»»
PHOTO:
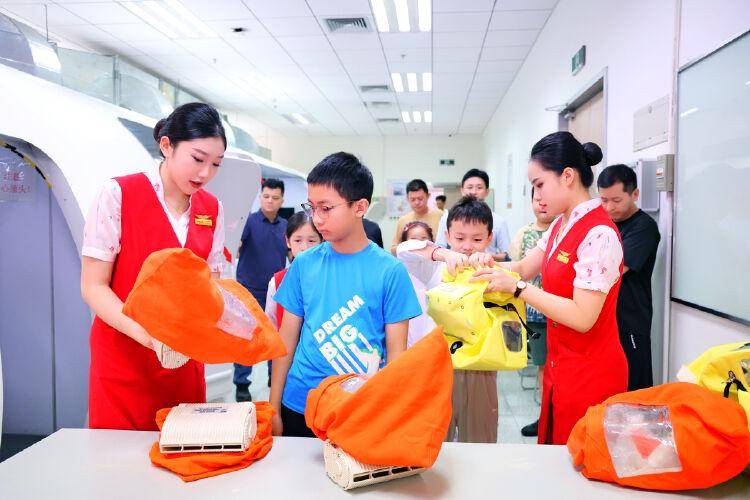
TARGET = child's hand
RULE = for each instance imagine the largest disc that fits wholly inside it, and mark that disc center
(499, 280)
(479, 260)
(456, 262)
(277, 427)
««
● GIVEN TASK
Output every line of the records above as a JSON list of strings, one string per line, with blank lines skipped and the pictures left out.

● TASK OUTPUT
[
  "PHOTO:",
  "TARGET = child's hand",
  "RULE = for each instance imagine the largest disc that fits wholly inside it, and mark that disc center",
  "(499, 280)",
  "(479, 260)",
  "(456, 262)",
  "(277, 427)"
]